PROBLEM REQUIREMENTS -
In the article about Jeff Savelkoul, what card was the trademark of Team Striker?

East Bethel resident never forget Marines left in Vietnam

by Cliff Buchan
Forest Lake Times

There is never a Memorial Day when Jeff Savelkoul doesn’t pause to remember the men and women of the armed forces who died in service of their country. As a Marine who fought and was seriously wounded in the Vietnam War, Savelkoul knows the heartache of what the ultimate sacrifice means.

Jeff Savelkoul holds an ace of spades, the trademark of Team Striker. It was thought the enemy was superstitious of the card. Cards were carried into the jungle and left where they would be found by the enemy. This card was part of a pack of 52 aces of spades provided by a card company. The deck had been wrapped tightly in plastic and was found intact at the crash site. Photos courtesy of Savelkoul family

Jeff Savelkoul holds an ace of spades, the trademark of Team Striker. It was thought the enemy was superstitious of the card. Cards were carried into the jungle and left where they would be found by the enemy. This card was part of a pack of 52 aces of spades provided by a card company. The deck had been wrapped tightly in plastic and was found intact at the crash site. Photos courtesy of Savelkoul family

On the calendar, Monday, May 27, will mark another Memorial Day as veterans and their communities pause to honor the fallen. But this Memorial Day will mean much more for Savelkoul, 65, a resident of East Bethel.

Stored records -
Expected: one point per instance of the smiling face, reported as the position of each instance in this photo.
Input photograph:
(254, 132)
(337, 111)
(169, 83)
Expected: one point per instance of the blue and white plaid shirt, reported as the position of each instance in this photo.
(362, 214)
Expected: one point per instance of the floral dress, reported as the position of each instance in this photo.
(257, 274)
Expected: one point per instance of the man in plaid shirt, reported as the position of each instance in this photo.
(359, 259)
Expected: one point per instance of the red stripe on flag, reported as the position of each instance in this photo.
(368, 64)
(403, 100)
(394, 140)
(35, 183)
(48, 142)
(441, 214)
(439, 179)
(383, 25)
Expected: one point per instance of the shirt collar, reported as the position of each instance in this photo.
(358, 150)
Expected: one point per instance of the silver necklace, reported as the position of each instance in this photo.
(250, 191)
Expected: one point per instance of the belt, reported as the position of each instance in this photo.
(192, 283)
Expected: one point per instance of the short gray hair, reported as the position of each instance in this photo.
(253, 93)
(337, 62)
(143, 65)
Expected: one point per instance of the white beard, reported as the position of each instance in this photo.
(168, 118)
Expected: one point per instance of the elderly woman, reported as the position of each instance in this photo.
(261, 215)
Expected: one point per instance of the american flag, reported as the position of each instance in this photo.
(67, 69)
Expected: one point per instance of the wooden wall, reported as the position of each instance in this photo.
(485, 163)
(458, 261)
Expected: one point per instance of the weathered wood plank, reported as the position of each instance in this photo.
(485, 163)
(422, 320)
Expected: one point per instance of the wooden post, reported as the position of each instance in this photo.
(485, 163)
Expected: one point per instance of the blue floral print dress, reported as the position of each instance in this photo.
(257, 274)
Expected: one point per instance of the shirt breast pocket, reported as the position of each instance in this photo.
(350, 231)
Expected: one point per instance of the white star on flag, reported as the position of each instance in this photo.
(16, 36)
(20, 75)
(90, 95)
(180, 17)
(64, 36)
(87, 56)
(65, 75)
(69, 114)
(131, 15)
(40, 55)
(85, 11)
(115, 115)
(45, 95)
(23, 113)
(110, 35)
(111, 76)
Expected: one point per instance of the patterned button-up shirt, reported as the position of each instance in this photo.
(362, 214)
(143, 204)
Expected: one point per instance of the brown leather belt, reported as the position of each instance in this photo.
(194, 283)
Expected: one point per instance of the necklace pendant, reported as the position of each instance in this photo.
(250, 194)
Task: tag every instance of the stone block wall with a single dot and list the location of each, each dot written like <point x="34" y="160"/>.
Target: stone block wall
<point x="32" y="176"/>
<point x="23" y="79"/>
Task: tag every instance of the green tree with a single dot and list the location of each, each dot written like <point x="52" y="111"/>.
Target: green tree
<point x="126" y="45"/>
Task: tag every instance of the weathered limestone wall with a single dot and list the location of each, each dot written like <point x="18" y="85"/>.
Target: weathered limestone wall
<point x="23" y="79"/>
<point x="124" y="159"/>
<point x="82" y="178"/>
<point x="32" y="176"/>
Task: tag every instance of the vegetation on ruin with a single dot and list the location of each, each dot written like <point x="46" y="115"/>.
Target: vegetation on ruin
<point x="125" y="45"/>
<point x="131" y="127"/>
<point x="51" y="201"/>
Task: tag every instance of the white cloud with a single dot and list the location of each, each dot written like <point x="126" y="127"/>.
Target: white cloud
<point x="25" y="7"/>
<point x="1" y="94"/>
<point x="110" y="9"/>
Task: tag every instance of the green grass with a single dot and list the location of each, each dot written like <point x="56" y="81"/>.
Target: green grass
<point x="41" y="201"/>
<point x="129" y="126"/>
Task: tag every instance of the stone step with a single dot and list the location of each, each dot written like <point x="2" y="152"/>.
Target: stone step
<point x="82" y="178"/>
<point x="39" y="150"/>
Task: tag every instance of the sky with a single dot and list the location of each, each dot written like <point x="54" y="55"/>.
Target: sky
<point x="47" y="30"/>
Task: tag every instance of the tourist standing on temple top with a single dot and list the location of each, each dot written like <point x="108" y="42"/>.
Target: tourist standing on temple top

EXPECTED OUTPUT -
The ace of spades.